● REQUIRED WORK
From the entries that follow, extract each line holding the string "towel".

● EXERCISE DATA
= = =
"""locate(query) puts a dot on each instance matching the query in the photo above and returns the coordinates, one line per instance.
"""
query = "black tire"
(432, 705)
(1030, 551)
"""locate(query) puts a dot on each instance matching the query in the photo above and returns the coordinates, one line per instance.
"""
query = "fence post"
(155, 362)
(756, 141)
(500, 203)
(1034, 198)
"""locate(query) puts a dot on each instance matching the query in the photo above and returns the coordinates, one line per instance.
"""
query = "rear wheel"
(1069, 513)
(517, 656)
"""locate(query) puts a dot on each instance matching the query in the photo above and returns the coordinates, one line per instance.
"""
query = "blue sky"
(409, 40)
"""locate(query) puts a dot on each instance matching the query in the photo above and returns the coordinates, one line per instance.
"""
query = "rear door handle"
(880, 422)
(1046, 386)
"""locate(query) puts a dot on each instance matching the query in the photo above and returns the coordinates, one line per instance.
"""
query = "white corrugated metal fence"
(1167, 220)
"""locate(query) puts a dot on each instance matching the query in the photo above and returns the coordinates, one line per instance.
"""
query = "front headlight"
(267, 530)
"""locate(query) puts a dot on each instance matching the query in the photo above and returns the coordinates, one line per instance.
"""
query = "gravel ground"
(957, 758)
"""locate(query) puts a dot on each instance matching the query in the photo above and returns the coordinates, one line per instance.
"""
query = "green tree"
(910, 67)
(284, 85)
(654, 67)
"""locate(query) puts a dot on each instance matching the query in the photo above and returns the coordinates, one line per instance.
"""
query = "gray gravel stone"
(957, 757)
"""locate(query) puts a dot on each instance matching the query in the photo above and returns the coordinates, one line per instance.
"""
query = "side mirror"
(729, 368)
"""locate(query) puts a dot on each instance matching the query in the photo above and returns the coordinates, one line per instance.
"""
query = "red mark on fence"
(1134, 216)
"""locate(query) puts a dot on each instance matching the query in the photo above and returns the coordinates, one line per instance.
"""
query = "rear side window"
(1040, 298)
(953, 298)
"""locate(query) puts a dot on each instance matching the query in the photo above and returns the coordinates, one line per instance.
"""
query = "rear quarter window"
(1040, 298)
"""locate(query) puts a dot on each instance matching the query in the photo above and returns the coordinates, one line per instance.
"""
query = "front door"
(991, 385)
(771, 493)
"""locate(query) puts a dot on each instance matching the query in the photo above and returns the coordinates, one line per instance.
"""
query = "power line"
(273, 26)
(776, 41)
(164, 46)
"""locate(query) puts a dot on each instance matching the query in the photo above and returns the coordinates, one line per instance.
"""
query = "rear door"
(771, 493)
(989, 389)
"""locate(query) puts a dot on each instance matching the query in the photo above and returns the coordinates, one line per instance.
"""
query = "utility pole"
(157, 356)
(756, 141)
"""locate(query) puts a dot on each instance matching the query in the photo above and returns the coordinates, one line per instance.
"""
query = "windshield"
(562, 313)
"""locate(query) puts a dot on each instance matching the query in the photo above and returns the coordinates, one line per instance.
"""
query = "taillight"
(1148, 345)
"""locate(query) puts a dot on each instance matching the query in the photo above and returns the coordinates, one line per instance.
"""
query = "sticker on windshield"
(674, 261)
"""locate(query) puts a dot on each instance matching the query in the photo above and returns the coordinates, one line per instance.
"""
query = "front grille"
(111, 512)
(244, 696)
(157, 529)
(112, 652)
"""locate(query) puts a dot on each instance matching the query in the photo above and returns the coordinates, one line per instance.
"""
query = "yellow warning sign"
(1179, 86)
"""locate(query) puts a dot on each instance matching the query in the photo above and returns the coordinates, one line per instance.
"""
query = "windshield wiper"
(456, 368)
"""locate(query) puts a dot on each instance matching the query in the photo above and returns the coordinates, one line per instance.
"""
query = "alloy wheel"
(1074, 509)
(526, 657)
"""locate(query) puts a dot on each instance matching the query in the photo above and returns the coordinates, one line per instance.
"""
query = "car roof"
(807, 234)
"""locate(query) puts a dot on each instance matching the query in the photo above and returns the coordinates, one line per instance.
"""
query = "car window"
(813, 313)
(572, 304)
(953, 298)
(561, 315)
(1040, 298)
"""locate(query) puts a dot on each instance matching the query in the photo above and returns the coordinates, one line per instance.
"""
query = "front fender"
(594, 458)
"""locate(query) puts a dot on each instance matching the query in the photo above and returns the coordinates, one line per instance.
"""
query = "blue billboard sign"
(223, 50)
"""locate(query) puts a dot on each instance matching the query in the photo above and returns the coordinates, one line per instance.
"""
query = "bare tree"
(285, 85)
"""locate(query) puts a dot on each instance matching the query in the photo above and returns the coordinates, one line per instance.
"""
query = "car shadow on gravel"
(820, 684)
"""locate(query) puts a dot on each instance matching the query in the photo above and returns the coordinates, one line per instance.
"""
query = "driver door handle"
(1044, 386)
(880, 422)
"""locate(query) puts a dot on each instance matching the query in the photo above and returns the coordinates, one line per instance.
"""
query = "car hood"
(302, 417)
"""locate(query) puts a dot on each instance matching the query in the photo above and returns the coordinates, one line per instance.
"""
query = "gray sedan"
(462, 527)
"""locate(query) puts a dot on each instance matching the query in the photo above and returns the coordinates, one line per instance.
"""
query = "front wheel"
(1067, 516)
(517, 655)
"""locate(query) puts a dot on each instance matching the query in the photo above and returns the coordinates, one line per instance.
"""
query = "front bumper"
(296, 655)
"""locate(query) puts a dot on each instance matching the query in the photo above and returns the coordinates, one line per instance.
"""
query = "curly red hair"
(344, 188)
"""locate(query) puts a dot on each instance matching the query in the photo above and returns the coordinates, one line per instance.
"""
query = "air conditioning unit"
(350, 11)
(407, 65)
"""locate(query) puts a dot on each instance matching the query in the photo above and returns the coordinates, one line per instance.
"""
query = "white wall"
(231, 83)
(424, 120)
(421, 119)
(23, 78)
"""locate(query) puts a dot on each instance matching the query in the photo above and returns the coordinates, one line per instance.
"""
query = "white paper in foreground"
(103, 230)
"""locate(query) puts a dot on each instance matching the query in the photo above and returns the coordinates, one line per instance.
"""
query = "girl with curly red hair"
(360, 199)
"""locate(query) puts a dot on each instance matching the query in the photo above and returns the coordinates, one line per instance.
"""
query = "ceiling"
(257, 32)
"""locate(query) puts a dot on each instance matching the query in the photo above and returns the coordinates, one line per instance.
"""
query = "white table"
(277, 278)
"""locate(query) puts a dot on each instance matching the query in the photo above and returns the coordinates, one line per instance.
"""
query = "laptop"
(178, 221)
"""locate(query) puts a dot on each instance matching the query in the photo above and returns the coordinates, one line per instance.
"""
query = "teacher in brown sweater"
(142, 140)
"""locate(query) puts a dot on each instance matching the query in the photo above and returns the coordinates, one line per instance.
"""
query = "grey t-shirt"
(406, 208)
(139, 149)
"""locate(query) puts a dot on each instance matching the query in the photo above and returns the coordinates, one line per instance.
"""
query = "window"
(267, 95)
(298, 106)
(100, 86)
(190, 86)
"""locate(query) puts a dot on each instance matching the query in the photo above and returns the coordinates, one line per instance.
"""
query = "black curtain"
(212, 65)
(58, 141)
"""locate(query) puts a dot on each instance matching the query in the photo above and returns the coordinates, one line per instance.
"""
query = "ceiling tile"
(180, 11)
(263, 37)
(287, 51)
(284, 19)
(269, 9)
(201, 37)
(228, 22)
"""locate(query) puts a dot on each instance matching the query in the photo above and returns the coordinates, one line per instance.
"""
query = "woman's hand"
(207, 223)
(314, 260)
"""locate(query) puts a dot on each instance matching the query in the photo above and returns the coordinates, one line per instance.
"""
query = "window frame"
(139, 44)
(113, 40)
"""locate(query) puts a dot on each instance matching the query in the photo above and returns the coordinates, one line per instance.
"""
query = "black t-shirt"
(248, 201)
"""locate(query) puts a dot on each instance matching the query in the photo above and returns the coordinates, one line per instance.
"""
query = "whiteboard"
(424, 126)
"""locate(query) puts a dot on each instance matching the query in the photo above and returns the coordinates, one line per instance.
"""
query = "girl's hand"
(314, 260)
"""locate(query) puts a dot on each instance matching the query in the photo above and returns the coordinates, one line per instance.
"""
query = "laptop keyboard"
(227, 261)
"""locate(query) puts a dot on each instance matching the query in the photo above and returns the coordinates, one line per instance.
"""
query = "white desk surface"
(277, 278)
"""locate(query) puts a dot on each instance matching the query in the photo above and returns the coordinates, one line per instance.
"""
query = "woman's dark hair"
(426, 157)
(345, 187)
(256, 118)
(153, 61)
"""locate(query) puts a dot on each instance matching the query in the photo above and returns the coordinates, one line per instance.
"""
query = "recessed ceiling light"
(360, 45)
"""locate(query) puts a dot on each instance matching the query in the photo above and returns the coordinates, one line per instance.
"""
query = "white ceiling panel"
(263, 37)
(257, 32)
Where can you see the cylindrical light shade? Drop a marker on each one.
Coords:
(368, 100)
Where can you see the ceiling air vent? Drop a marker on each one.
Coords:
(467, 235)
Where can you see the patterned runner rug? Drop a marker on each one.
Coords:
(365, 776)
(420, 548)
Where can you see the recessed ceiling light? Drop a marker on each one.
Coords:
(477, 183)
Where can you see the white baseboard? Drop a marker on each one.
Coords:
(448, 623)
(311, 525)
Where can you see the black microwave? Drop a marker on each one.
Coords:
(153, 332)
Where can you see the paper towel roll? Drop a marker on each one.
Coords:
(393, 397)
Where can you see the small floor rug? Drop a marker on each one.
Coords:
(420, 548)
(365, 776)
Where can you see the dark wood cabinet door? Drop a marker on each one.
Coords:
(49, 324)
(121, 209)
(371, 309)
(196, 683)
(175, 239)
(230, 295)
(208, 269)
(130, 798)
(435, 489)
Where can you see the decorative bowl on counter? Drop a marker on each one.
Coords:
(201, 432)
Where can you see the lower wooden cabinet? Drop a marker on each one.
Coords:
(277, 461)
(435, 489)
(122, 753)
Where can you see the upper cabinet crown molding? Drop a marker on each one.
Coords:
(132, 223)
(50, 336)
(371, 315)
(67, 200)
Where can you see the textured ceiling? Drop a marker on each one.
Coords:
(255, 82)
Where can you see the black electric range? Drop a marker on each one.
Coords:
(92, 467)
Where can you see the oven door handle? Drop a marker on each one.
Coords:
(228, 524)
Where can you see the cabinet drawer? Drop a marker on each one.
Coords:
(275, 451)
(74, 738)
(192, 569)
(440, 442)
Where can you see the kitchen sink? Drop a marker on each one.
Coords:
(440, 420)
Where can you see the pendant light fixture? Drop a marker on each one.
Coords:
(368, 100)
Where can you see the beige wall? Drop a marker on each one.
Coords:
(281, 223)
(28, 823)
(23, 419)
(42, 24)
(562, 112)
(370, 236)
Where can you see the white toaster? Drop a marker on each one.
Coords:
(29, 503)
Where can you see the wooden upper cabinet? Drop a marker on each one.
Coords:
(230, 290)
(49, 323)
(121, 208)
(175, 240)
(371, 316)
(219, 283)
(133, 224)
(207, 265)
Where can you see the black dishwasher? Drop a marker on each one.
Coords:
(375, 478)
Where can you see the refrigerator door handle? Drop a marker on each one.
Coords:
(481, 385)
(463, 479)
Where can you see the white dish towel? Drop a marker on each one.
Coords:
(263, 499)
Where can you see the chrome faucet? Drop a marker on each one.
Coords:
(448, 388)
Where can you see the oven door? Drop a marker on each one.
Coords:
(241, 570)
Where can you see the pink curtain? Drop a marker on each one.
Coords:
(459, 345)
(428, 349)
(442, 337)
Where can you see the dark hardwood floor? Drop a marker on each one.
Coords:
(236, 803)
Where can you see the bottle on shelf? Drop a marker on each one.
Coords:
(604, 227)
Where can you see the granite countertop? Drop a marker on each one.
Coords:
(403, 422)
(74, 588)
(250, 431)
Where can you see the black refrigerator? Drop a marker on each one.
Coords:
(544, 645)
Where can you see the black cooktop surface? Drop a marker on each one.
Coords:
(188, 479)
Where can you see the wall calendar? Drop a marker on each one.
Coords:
= = =
● EXPECTED ANSWER
Where can you see the paper towel roll? Drop a marker on each one.
Where can you see the white dish towel? Drop a marker on each one.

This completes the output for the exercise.